# Given request
Copy the part of the PipeDiT text between "Classification: cs.CV, cs.AI, cs.DC" and "to 4.02× speedup.", inclusive, word for word.

PipeDiT: Accelerating Diffusion Transformers in Video Generation with Task Pipelining and Model Decoupling

Basic Information

Paper ID: 2511.12056
Title: PipeDiT: Accelerating Diffusion Transformers in Video Generation with Task Pipelining and Model Decoupling
Authors: Sijie Wang, Qiang Wang, Shaohuai Shi (Harbin Institute of Technology, Shenzhen Campus)
Classification: cs.CV, cs.AI, cs.DC
Publication Date: November 15, 2025 (arXiv preprint)
Paper Link: https://arxiv.org/abs/2511.12056

Abstract

Video generation technology has advanced rapidly, with diffusion transformer (DiT) based models demonstrating exceptional capabilities. However, they face challenges of slow inference speed and high memory consumption in practical deployment. This paper proposes the PipeDiT framework, which accelerates video generation through three innovations: (1) PipeSP algorithm implements pipelining of computation and communication in sequence parallelism; (2) DeDiVAE method decouples the diffusion module and VAE decoder to different GPU groups; (3) Aco attention cooperative processing optimizes GPU utilization. Experiments on OpenSoraPlan and HunyuanVideo demonstrate that PipeDiT achieves 1.06× to 4.02× speedup.

Research Background and Motivation

Core Problems

Diffusion transformers (DiT) face two critical bottlenecks in video generation:

High inference latency: The inherent sequential nature of the reverse diffusion process severely limits parallelism
Large memory consumption: The VAE decoding phase consumes substantial memory due to upsampling to target resolution and frame rate

Problem Significance

Practical requirements: Video generation services need to handle multiple concurrent queries, with inference efficiency directly impacting user experience and service costs
Hardware constraints: Experiments show that under 48GB GPU memory limits, OpenSoraPlan cannot generate videos exceeding 1024×576×97 resolution, while HunyuanVideo is limited to 256×128×33

Limitations of Existing Methods

Image generation optimization methods:

DistriFusion and PipeFusion are designed for image generation and are unsuitable for video generation's long sequence characteristics

Video generation optimization methods:

Teacache and similar methods: Reduce computation by reusing timestep features, but may degrade generation quality
Sequence parallelism (SP) methods:
- Ulysses: Implements parallelism by partitioning attention heads, but suffers from serial execution of computation and communication, with underutilized GPU resources
- Ring-Attention: Supports higher parallelism but incurs large communication overhead
- USP: Combines both but introduces additional communication overhead

Offloading strategies:

Reduce memory consumption through CPU-GPU data transfer, but introduce significant transfer overhead and poor efficiency

Research Motivation

From performance analysis of OpenSoraPlan and HunyuanVideo (Figure 2):

Time bottleneck: Diffusion phase consumes far more time than other stages
Memory bottleneck: VAE decoding peak memory reaches 44GB (256×128×33 resolution)

# Lines of data

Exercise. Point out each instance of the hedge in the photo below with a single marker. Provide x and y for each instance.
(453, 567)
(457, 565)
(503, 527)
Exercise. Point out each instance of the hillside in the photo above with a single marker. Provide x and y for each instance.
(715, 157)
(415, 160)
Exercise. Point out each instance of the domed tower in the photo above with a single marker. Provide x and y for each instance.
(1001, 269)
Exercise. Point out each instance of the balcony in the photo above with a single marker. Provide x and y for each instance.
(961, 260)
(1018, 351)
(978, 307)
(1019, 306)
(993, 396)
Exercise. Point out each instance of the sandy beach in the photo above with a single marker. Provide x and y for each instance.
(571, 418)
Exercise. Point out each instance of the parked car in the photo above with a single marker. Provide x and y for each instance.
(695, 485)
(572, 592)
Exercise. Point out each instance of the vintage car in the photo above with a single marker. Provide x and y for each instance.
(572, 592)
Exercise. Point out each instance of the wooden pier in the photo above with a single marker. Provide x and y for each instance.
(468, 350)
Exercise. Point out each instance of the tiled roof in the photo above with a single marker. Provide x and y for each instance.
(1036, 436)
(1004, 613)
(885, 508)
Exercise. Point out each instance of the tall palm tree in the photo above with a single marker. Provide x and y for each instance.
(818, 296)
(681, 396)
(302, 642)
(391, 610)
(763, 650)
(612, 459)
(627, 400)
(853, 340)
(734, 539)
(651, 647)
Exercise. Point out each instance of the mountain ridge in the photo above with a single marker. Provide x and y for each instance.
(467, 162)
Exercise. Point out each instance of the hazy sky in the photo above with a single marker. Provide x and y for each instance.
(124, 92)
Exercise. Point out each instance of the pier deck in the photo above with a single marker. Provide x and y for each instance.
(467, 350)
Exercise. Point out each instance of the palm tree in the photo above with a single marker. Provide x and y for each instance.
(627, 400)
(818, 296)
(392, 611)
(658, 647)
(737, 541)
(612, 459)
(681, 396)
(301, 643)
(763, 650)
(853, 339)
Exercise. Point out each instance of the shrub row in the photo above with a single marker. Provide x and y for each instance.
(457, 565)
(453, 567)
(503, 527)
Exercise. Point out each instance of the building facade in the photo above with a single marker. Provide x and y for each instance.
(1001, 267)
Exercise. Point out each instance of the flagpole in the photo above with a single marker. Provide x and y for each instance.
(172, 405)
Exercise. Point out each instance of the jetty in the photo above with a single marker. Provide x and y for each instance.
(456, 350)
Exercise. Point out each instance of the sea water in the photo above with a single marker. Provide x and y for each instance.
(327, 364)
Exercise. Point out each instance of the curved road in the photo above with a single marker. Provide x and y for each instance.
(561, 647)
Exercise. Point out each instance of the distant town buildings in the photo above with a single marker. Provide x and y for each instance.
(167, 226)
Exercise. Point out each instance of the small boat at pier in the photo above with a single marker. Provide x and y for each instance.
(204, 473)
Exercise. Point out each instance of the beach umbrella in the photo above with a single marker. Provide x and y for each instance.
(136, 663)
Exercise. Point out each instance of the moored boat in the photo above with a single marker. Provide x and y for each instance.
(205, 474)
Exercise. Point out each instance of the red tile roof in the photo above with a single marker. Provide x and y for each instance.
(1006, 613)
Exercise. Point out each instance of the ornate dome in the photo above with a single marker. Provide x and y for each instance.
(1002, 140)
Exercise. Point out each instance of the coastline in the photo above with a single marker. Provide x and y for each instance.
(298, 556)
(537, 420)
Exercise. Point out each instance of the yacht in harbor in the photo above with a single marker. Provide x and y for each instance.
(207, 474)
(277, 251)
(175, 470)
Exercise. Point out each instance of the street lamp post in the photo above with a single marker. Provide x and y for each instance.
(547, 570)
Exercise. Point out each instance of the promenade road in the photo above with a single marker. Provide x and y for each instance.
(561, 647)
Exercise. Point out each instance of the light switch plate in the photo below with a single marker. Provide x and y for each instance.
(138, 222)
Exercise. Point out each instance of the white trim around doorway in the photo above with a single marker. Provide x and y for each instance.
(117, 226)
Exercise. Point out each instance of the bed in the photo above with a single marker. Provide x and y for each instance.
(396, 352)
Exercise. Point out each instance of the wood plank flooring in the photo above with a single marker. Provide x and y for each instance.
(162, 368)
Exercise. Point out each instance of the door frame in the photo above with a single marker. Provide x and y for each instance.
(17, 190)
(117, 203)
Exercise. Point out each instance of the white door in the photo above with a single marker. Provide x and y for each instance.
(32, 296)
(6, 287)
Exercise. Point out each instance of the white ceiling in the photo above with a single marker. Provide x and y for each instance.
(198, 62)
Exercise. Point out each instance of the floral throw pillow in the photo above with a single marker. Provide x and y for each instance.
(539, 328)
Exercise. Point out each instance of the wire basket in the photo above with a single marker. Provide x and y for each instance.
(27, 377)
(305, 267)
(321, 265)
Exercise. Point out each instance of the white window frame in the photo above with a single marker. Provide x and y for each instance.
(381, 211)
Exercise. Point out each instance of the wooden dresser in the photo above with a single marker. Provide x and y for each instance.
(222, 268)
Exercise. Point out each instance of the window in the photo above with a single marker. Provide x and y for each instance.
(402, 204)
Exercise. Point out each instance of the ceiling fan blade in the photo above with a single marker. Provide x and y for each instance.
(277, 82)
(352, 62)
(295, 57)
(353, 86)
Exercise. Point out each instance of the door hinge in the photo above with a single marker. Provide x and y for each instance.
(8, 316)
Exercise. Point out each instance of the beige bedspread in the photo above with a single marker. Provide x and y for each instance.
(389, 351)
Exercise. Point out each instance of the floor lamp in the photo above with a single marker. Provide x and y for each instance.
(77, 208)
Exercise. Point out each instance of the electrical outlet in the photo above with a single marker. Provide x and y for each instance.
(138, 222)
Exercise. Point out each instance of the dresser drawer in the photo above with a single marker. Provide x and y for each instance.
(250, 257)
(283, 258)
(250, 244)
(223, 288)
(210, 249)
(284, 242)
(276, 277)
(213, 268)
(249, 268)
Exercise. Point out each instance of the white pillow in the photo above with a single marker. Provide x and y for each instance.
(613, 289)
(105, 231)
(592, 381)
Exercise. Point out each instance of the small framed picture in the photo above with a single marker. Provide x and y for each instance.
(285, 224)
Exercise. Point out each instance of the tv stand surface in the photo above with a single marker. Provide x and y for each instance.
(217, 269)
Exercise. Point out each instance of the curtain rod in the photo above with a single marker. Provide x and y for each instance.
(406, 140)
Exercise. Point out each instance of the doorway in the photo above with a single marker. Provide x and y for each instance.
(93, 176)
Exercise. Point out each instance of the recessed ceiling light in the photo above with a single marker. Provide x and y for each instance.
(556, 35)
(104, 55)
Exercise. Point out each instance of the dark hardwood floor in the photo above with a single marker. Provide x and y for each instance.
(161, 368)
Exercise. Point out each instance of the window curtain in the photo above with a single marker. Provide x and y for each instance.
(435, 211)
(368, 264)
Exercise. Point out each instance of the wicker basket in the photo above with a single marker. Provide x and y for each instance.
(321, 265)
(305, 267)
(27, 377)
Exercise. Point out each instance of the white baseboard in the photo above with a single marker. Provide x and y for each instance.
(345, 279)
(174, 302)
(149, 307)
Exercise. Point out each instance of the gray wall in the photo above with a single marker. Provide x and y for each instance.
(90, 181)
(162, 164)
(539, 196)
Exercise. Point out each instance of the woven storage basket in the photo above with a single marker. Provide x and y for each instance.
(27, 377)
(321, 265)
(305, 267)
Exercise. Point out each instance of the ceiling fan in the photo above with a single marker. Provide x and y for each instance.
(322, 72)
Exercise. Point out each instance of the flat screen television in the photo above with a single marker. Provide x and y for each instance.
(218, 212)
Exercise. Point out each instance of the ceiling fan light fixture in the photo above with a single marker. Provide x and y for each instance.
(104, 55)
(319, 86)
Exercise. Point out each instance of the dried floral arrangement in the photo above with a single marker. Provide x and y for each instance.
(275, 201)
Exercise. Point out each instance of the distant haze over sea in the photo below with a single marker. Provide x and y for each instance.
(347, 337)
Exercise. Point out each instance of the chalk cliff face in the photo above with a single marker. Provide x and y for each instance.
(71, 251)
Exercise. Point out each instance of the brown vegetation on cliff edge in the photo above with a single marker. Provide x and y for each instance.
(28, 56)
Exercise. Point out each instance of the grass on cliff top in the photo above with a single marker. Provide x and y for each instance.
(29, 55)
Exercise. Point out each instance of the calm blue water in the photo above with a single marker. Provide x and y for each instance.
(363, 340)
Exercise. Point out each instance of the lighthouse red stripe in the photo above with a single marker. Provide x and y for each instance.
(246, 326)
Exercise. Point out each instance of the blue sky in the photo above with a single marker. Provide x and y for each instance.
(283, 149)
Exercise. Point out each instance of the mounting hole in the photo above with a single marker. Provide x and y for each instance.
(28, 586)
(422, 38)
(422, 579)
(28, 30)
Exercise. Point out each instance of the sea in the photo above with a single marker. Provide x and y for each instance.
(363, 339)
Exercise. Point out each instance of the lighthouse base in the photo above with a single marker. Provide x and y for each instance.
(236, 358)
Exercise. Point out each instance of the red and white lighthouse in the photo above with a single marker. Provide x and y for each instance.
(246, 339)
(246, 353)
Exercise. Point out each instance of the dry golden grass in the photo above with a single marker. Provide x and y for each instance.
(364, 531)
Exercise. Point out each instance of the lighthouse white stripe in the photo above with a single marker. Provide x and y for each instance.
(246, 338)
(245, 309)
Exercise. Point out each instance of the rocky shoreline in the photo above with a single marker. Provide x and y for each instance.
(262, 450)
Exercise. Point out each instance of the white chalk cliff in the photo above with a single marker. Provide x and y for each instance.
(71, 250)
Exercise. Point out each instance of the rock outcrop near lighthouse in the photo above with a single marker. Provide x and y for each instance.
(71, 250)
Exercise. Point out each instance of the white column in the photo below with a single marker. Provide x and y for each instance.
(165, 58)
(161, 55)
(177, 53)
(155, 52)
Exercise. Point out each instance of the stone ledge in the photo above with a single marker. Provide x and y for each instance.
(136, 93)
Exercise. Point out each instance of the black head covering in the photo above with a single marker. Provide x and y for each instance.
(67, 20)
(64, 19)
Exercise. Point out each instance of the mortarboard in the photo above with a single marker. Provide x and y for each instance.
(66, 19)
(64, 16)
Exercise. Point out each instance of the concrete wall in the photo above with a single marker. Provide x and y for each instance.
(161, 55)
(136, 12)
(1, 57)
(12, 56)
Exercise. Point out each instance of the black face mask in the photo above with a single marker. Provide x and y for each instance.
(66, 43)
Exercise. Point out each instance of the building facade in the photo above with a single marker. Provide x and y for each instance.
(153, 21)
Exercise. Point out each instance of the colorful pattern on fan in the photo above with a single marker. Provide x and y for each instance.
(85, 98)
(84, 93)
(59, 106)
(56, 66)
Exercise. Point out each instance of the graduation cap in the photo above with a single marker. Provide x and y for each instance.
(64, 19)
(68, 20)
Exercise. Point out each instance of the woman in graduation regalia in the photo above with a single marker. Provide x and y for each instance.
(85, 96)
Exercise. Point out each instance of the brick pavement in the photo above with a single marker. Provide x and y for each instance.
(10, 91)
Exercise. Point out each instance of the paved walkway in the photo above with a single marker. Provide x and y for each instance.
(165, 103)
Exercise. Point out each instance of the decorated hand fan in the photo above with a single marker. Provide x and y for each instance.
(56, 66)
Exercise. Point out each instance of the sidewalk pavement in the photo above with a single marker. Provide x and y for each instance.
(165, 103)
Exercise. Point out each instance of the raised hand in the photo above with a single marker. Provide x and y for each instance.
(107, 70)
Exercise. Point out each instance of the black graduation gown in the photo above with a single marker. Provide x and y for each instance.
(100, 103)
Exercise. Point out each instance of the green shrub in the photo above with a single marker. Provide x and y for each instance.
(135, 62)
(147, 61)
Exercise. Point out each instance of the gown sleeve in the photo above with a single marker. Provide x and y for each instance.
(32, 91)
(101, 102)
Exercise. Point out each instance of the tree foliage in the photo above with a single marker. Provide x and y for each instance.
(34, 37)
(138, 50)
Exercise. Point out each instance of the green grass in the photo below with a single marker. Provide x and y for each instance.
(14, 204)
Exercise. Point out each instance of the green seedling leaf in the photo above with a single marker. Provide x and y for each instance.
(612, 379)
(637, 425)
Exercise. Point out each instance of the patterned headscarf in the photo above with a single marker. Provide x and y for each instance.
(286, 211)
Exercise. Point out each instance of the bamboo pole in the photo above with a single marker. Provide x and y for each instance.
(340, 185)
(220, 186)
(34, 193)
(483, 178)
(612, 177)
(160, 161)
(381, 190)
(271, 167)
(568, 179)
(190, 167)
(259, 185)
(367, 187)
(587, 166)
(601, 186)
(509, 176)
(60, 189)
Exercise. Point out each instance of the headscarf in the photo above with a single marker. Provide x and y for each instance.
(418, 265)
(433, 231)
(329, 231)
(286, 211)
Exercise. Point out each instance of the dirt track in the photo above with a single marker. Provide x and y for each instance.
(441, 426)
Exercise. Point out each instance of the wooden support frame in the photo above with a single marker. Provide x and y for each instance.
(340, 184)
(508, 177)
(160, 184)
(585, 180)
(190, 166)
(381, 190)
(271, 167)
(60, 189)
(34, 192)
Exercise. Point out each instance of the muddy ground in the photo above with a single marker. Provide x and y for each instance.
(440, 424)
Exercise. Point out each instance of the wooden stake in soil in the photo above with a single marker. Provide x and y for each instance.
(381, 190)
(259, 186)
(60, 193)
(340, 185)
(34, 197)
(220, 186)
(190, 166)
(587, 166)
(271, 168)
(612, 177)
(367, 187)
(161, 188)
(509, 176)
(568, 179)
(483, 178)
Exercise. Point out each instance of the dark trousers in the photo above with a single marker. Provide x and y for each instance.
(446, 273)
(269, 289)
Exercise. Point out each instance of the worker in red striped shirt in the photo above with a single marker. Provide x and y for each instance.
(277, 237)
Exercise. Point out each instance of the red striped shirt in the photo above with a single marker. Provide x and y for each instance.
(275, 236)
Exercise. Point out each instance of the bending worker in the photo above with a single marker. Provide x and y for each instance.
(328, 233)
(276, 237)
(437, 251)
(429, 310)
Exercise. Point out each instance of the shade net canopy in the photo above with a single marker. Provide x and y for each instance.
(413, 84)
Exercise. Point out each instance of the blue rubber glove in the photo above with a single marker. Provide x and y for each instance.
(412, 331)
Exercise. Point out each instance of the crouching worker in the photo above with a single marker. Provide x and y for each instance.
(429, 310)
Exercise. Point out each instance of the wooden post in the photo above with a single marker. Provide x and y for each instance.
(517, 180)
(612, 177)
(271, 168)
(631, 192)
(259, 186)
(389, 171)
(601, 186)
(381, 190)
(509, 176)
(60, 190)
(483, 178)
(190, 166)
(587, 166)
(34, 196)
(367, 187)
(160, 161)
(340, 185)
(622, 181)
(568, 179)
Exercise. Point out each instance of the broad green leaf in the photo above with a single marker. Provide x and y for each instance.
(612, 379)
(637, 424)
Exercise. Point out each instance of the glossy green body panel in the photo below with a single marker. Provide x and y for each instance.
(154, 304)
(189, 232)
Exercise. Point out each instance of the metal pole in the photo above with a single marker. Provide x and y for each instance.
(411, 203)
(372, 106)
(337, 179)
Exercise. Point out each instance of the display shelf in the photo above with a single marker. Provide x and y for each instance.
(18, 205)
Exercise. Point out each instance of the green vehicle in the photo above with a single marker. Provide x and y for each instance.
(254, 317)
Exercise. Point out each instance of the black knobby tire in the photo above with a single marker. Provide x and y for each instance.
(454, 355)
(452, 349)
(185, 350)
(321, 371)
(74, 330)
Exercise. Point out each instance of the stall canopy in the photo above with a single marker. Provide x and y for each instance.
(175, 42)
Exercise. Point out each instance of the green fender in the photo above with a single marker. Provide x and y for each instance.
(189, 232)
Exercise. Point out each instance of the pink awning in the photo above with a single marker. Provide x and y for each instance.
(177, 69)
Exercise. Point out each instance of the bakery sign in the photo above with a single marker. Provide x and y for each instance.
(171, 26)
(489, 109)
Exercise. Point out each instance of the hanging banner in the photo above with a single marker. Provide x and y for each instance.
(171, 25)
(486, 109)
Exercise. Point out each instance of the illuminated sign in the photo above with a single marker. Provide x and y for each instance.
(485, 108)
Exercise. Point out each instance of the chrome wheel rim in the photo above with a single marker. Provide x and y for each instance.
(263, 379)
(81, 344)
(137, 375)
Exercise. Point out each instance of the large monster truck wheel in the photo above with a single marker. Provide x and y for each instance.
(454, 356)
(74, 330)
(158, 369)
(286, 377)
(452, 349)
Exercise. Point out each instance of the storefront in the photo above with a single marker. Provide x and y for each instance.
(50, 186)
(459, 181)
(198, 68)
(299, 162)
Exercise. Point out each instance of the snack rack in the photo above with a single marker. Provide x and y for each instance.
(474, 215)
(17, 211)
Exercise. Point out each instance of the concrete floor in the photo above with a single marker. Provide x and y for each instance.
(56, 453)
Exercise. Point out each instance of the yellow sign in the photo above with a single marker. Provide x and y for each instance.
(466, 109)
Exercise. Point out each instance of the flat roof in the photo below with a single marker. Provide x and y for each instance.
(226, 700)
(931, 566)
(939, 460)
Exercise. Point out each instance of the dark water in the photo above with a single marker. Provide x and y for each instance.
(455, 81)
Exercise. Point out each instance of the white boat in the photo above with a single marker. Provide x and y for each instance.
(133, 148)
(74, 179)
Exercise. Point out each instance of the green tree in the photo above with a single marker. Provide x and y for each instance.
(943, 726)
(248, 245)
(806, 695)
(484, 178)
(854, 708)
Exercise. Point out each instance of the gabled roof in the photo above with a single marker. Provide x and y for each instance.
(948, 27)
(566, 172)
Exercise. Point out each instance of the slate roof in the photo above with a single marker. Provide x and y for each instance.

# Task answer
Classification: cs.CV, cs.AI, cs.DC
Publication Date: November 15, 2025 (arXiv preprint)
Paper Link: https://arxiv.org/abs/2511.12056

Abstract

Video generation technology has advanced rapidly, with diffusion transformer (DiT) based models demonstrating exceptional capabilities. However, they face challenges of slow inference speed and high memory consumption in practical deployment. This paper proposes the PipeDiT framework, which accelerates video generation through three innovations: (1) PipeSP algorithm implements pipelining of computation and communication in sequence parallelism; (2) DeDiVAE method decouples the diffusion module and VAE decoder to different GPU groups; (3) Aco attention cooperative processing optimizes GPU utilization. Experiments on OpenSoraPlan and HunyuanVideo demonstrate that PipeDiT achieves 1.06× to 4.02× speedup.